_EXERCISE DESCRIPTION_.
Return, word for word, only the lines from the one containing "Return one point for each instance of the white rock" through the last line of the entries.

_STUDY MATERIAL_.
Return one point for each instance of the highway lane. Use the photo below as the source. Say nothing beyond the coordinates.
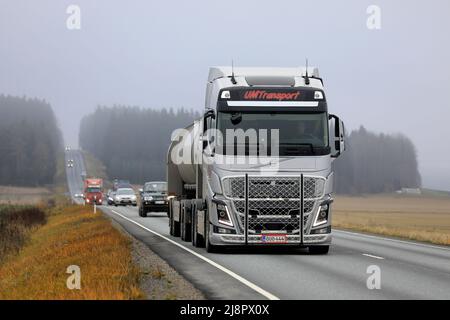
(74, 178)
(408, 270)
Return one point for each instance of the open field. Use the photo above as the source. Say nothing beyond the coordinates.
(23, 195)
(72, 236)
(422, 218)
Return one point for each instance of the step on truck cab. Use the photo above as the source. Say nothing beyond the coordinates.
(255, 169)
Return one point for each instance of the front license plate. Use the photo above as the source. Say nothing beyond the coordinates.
(274, 238)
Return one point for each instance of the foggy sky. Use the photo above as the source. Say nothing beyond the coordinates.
(157, 54)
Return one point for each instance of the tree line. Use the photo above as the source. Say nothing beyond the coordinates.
(376, 163)
(132, 142)
(29, 141)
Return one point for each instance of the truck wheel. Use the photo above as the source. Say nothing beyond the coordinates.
(185, 218)
(319, 249)
(174, 227)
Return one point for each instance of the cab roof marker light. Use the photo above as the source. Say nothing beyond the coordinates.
(318, 95)
(225, 94)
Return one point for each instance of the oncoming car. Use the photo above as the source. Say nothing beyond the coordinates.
(153, 198)
(125, 196)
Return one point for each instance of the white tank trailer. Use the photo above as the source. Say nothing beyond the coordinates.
(255, 169)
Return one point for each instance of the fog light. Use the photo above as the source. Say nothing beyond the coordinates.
(223, 215)
(322, 216)
(321, 230)
(223, 230)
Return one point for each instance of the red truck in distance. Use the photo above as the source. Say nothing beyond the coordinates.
(93, 191)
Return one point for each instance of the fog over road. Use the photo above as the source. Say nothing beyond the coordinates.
(408, 270)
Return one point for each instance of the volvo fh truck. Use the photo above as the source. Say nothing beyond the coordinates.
(256, 168)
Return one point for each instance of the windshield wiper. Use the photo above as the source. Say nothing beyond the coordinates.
(310, 145)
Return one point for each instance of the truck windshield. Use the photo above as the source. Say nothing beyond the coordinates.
(155, 187)
(125, 192)
(299, 133)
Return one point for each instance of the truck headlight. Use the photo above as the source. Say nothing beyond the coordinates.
(214, 183)
(322, 215)
(223, 215)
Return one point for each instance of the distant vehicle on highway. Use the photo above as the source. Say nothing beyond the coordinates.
(153, 198)
(121, 184)
(110, 197)
(93, 192)
(124, 197)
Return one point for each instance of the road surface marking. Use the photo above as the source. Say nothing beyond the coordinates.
(393, 240)
(372, 256)
(214, 264)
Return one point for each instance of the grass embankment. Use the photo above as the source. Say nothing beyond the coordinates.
(421, 218)
(15, 225)
(72, 236)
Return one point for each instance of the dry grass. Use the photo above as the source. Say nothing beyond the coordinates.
(72, 236)
(16, 222)
(419, 218)
(23, 195)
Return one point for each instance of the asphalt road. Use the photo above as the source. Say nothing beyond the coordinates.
(407, 270)
(74, 178)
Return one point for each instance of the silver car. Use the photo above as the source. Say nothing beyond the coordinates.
(124, 197)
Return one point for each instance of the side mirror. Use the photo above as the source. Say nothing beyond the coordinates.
(337, 136)
(207, 119)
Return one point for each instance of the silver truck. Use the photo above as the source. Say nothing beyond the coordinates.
(256, 168)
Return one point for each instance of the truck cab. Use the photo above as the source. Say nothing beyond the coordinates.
(93, 191)
(259, 165)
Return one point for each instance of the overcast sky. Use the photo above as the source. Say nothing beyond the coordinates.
(157, 53)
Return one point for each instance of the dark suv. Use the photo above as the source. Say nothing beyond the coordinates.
(153, 198)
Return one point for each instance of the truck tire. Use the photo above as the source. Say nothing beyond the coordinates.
(186, 218)
(319, 249)
(197, 239)
(174, 227)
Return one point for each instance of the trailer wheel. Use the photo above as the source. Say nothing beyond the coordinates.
(174, 227)
(186, 218)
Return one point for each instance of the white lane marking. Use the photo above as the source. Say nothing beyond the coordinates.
(214, 264)
(393, 240)
(372, 256)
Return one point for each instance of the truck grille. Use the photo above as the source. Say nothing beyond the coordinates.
(274, 202)
(273, 187)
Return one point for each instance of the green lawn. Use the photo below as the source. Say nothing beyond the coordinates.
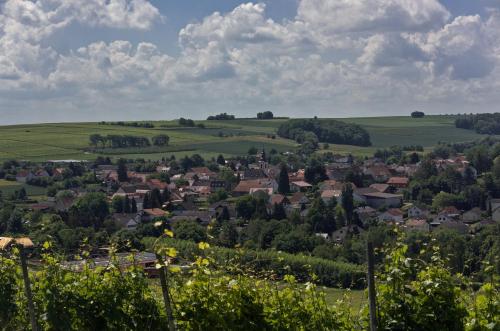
(8, 187)
(70, 140)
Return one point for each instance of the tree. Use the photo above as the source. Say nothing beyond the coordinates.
(15, 224)
(117, 204)
(444, 199)
(480, 158)
(122, 170)
(348, 202)
(279, 212)
(155, 198)
(133, 206)
(252, 151)
(283, 180)
(228, 236)
(126, 205)
(221, 160)
(417, 114)
(245, 206)
(160, 140)
(146, 202)
(224, 215)
(90, 210)
(189, 230)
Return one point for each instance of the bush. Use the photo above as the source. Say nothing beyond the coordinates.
(276, 264)
(330, 131)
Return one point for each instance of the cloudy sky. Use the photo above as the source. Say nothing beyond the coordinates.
(69, 60)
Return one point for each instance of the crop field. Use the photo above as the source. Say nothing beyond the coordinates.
(40, 142)
(8, 187)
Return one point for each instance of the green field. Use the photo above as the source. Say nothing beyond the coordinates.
(40, 142)
(8, 187)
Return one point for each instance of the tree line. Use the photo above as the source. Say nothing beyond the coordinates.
(221, 117)
(132, 124)
(330, 131)
(126, 141)
(488, 123)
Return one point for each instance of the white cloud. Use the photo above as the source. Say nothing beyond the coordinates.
(335, 54)
(372, 15)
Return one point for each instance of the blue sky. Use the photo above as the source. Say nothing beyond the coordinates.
(69, 60)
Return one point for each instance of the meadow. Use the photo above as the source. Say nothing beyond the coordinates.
(40, 142)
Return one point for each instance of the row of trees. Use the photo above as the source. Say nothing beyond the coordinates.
(221, 117)
(330, 131)
(126, 141)
(131, 124)
(266, 115)
(487, 123)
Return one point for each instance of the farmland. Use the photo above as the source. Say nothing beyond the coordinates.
(40, 142)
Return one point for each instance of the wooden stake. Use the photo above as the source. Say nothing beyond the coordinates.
(371, 287)
(27, 289)
(166, 296)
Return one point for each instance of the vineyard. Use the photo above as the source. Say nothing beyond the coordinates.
(217, 294)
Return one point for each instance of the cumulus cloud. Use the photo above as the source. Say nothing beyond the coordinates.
(372, 15)
(335, 54)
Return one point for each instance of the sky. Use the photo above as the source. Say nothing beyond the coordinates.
(93, 60)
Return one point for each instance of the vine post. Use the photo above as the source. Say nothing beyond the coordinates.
(371, 287)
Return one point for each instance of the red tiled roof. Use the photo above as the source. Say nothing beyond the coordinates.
(398, 180)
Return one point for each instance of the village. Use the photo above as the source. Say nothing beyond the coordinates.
(166, 194)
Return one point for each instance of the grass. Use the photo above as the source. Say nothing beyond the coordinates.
(40, 142)
(8, 187)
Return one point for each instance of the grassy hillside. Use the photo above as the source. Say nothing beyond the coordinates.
(70, 140)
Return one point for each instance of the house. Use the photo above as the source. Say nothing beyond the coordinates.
(447, 214)
(278, 199)
(24, 176)
(340, 235)
(258, 190)
(393, 215)
(125, 190)
(328, 195)
(127, 221)
(366, 214)
(458, 226)
(417, 224)
(150, 214)
(203, 172)
(200, 216)
(377, 199)
(217, 208)
(252, 174)
(245, 186)
(299, 199)
(156, 183)
(472, 216)
(64, 203)
(41, 173)
(398, 182)
(417, 212)
(300, 186)
(379, 173)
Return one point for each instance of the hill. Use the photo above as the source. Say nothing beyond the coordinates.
(39, 142)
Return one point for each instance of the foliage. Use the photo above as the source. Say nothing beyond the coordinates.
(275, 264)
(485, 123)
(221, 117)
(330, 131)
(415, 295)
(267, 115)
(417, 114)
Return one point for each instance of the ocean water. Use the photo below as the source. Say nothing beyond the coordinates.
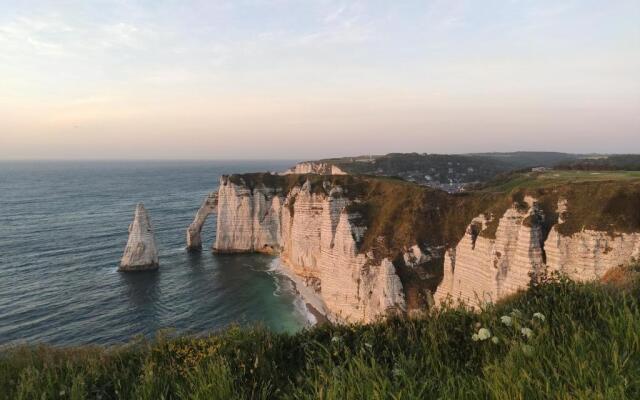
(63, 228)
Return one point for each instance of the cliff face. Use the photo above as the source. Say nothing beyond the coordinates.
(370, 247)
(316, 237)
(311, 167)
(483, 269)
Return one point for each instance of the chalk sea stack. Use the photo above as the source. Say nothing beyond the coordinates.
(141, 253)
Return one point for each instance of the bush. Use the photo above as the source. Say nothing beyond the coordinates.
(560, 339)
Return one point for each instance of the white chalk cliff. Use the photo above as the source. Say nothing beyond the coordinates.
(141, 252)
(312, 167)
(481, 269)
(318, 238)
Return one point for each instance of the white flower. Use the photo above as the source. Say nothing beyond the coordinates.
(484, 334)
(540, 316)
(505, 319)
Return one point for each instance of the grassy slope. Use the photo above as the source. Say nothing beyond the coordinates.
(587, 347)
(398, 214)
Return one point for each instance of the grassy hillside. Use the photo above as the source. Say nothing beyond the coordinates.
(447, 171)
(559, 340)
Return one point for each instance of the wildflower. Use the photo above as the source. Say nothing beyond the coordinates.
(540, 316)
(484, 334)
(527, 349)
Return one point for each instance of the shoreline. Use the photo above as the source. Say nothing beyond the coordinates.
(313, 303)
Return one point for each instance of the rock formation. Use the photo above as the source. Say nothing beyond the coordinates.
(319, 235)
(481, 269)
(141, 252)
(311, 167)
(317, 238)
(209, 206)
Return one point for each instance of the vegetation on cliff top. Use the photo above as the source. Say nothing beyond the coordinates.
(399, 213)
(559, 339)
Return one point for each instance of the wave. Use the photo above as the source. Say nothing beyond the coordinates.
(274, 268)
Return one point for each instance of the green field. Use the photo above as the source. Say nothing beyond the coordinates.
(563, 340)
(534, 180)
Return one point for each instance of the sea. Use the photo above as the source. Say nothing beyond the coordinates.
(63, 229)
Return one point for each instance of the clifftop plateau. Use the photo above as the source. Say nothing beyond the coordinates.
(370, 246)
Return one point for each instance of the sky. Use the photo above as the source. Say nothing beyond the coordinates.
(293, 79)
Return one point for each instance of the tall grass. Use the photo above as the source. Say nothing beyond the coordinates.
(584, 344)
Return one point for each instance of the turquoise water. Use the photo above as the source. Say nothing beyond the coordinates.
(63, 227)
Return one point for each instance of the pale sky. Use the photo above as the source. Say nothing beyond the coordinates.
(163, 79)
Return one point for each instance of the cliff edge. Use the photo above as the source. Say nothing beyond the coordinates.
(370, 246)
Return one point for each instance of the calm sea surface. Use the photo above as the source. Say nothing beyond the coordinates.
(63, 228)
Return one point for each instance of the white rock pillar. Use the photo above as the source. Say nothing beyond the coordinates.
(141, 252)
(209, 206)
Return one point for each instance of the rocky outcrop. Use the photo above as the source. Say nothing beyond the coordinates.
(481, 269)
(141, 252)
(249, 219)
(311, 167)
(359, 276)
(317, 238)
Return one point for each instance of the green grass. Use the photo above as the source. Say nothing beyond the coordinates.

_EXERCISE RESPONSE_.
Return one point for each instance of the white rock pillar. Use the photo above as the source. Say nothing beyond the coordinates.
(141, 252)
(209, 206)
Return one point for each instance of the rocky outcrop. Use the photo above as the source. Say nothing beyond the coordinates.
(481, 269)
(141, 252)
(249, 219)
(311, 167)
(359, 276)
(317, 238)
Return one point for each instance of the green grass. Use the photo above as the source. Say nothing beyond the coordinates.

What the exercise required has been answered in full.